# Article
########################################
Skip to content

Pi-hole regular expressions tutorial

We provide a short but thorough introduction to our regular expressions implementation. This may come in handy if you are designing blocking rules (see also our cheat sheet below!). In our implementation, all characters match themselves except for the following special characters: .[{}()\*+?|^$. If you want to match those, you need to escape them like \. for a literal period, but no rule without exception (see character groups below for further details).

Anchors (^ and $)

First of all, we look at anchors which can be used to indicate the start or the end of a domain, respectively. If you don't specify anchors, the match may be partial (see examples below).

Example Interpretation
domain partial match. Without anchors, a text may appear anywhere in the domain. This matches some.domain.com, domain.com and verylongdomain.com and more
^localhost$ exact match matching only localhost but neither a.localhost nor localhost.com
^abc matches any domain starting (^) in "abc" like abcdomain.com, abc.domain.com but not def.abc.com
com$ matches any domain ending ($) in "com" such as domain.com but not domain.com.co.uk

Wildcard (.)

An unescaped period stands for any single character.

Example Interpretation
^domain.$ matches domaina, domainb, domainc, but not domain

Bounds and multipliers ({}, *, +, and ?)
########################################
# Job a
Answer these questions from the tutorial:
(i) How do you write a literal period?
(ii) Does ^localhost$ match localhost.com?
(iii) What does an unescaped period stand for?
The rows that come next are separate material with no connection to the tutorial.

# Supplied records
########################################
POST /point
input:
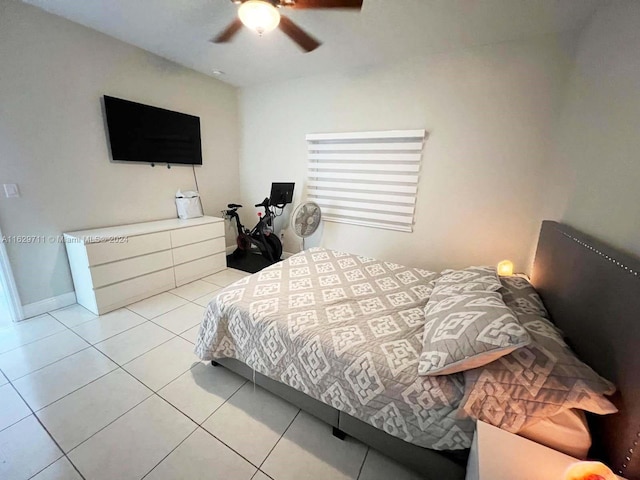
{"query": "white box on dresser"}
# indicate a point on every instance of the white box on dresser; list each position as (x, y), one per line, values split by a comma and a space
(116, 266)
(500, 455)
########################################
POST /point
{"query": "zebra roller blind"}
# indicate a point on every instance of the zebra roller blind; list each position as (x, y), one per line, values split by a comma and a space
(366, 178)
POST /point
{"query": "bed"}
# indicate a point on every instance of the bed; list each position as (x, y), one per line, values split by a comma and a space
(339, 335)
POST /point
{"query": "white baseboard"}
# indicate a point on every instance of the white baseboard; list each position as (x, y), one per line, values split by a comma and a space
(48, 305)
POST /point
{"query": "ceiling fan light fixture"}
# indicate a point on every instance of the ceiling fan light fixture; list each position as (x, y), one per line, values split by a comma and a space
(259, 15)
########################################
# Job b
Report every line of the rows that contains the string "values".

# Expected output a
(i) Escape it with a backslash, as \.
(ii) No. It matches only localhost.
(iii) Any single character.

# Expected output b
# indicate a point on every instance of the white box on dresser; list each position as (x, y), one per line, values split by a comma and a space
# indicate a point on every instance of the zebra roller blind; list each position as (x, y), one per line, values split by a comma and a space
# indicate a point on every instance of the bed; list each position as (x, y), one per line, values split by a comma and a space
# indicate a point on every instance of the white baseboard; list each position as (x, y), one per line, values split by a comma and a space
# indicate a point on every instance of the ceiling fan light fixture; list each position as (x, y), one per line, values split by a comma and a space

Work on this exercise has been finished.